▸ **GIVEN INSTRUCTION**: Can you reproduce, word for word, the rows below that start at the line containing "form [26, 80]." and run through the last row, including both ends?

Items drawn from a data source
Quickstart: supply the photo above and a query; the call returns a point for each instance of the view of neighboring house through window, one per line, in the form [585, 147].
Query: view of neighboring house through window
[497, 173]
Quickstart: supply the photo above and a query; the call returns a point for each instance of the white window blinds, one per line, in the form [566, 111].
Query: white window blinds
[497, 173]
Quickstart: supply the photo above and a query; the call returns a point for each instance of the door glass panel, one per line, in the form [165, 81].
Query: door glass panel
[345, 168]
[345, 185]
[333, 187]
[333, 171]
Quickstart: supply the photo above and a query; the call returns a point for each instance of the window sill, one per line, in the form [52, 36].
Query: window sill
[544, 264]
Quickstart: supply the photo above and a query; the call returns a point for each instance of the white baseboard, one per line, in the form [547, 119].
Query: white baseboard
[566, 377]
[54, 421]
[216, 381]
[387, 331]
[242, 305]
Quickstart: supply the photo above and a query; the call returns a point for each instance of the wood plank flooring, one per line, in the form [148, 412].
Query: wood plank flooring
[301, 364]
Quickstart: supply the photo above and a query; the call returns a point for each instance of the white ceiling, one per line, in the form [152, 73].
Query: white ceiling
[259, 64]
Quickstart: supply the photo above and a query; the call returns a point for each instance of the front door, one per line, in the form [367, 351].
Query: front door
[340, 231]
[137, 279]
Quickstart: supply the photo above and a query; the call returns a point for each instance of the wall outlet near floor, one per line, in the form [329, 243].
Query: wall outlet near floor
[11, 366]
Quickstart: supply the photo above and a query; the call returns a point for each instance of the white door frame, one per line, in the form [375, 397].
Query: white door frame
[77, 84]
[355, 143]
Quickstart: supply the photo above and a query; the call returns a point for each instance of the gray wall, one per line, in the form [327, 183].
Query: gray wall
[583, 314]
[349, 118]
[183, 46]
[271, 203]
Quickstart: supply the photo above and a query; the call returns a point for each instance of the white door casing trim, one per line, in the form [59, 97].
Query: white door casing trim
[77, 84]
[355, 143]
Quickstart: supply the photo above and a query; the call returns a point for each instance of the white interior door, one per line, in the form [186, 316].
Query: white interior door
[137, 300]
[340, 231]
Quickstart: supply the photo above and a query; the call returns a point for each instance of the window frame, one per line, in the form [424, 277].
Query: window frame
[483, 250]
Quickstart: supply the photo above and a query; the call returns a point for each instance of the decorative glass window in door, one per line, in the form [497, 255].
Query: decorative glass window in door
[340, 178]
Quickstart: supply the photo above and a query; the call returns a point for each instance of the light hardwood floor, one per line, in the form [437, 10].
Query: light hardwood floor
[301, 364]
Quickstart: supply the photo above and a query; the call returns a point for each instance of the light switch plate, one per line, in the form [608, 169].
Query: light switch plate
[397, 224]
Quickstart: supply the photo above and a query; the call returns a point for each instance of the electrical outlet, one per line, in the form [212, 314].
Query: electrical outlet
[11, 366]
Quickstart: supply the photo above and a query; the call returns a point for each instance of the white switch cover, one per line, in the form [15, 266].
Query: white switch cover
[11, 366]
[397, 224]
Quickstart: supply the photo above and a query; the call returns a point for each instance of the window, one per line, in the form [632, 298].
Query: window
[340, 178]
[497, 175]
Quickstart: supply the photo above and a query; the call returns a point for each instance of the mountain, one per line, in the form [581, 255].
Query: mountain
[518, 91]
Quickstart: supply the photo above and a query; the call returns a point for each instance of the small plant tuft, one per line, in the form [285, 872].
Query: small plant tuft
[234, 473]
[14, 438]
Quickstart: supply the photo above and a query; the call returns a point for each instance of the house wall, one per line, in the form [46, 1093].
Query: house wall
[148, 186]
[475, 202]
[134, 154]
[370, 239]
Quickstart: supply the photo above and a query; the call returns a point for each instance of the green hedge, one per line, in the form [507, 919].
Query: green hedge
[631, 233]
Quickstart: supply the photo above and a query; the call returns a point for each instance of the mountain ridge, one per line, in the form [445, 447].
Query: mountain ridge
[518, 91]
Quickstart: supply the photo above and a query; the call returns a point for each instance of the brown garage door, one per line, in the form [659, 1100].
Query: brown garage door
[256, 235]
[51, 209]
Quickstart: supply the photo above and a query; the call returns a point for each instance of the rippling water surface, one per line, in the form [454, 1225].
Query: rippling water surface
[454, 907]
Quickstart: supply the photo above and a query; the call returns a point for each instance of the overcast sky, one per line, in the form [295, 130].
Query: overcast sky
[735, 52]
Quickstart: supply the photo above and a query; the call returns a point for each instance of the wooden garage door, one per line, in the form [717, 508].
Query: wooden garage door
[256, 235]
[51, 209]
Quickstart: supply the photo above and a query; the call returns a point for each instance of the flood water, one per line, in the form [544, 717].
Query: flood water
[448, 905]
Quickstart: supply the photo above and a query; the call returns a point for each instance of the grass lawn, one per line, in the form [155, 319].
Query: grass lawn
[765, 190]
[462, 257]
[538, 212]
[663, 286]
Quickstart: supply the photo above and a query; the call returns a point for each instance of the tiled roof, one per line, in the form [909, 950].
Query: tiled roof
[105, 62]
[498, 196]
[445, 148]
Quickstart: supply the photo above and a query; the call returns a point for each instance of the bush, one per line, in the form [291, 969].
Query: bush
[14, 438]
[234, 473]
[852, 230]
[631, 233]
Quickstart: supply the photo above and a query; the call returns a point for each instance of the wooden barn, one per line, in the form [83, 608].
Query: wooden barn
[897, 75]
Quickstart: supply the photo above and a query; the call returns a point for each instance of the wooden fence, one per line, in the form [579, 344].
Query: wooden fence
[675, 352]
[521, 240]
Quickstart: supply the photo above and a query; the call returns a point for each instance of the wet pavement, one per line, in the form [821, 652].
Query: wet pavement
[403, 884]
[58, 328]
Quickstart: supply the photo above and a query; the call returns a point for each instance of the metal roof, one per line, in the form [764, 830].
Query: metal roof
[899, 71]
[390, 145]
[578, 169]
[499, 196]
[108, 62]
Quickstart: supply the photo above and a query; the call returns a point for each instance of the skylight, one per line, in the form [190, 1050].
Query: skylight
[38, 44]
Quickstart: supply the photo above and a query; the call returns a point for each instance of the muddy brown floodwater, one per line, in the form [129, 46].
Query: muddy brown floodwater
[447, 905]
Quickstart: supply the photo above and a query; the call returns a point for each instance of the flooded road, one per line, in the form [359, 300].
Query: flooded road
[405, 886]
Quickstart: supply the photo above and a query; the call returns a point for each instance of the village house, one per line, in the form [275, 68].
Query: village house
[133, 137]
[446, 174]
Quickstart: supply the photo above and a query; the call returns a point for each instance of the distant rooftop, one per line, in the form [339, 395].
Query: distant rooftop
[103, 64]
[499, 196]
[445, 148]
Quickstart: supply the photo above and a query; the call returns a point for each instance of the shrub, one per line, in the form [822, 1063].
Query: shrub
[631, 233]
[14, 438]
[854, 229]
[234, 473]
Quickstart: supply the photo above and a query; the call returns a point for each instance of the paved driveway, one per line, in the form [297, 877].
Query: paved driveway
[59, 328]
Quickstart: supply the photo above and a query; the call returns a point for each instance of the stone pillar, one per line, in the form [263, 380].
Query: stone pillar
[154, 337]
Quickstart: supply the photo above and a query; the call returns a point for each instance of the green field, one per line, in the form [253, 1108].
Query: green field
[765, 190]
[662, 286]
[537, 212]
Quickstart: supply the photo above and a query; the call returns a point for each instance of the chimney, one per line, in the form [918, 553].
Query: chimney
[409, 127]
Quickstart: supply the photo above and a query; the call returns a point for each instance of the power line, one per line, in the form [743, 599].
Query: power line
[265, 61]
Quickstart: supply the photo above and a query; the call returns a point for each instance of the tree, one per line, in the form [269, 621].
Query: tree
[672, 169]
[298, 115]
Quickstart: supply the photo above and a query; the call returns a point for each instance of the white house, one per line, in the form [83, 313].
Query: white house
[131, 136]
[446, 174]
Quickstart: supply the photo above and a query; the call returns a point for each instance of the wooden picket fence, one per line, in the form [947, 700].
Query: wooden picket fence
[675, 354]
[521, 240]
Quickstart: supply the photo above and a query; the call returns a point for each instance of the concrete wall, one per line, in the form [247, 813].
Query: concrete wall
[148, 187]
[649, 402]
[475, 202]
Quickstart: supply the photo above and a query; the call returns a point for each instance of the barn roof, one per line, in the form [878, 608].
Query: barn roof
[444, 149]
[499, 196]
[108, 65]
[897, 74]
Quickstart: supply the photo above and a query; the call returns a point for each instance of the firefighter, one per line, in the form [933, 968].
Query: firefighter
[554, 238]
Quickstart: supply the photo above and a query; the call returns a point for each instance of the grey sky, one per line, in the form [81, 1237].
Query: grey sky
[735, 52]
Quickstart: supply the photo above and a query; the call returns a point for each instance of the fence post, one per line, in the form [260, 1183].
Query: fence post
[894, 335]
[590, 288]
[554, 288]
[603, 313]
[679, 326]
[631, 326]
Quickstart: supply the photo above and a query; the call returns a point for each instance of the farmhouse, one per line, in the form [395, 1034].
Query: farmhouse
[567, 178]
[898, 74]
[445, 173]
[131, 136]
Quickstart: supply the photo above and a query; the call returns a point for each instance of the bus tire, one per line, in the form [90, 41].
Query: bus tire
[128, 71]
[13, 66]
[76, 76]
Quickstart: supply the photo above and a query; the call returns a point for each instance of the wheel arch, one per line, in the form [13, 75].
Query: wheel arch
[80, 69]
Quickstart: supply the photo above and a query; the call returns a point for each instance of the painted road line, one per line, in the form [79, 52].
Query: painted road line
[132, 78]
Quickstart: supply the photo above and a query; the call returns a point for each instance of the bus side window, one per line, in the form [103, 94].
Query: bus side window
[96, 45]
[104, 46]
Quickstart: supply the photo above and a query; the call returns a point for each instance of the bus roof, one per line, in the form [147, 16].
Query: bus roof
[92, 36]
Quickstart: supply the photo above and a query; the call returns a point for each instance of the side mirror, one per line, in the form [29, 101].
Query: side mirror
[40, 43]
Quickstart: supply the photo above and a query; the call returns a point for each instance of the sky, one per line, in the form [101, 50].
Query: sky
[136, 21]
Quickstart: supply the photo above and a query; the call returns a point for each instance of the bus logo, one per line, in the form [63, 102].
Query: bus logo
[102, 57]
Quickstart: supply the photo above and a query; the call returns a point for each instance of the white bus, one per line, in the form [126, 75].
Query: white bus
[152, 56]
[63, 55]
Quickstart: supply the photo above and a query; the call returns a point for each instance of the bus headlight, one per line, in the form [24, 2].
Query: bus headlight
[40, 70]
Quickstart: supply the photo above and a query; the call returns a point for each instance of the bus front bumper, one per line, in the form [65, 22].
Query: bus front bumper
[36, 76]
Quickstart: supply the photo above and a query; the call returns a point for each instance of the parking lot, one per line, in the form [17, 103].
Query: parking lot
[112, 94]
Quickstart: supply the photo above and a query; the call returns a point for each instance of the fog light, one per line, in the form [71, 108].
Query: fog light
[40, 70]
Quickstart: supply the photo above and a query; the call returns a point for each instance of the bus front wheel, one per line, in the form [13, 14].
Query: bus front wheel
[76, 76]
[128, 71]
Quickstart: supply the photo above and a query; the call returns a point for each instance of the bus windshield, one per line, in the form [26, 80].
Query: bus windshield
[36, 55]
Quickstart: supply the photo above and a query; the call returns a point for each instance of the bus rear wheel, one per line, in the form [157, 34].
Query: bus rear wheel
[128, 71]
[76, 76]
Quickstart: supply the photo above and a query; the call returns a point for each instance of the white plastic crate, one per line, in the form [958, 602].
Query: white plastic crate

▸ **OUTPUT**:
Quickstart: supply the photo above and a query; the call returns a point for each instance of the bus windshield, one per line, in the form [26, 80].
Query: bus windshield
[36, 55]
Quickstart: supply the photo above and a query; the call returns a point for each instance of the bus rear wheel, one per line, in the form [157, 34].
Query: bus rear wheel
[128, 71]
[76, 76]
Quickstart: supply the photo above and a query; the call returns a point for each instance of the white plastic crate, one per line, in the form [958, 602].
Query: white plastic crate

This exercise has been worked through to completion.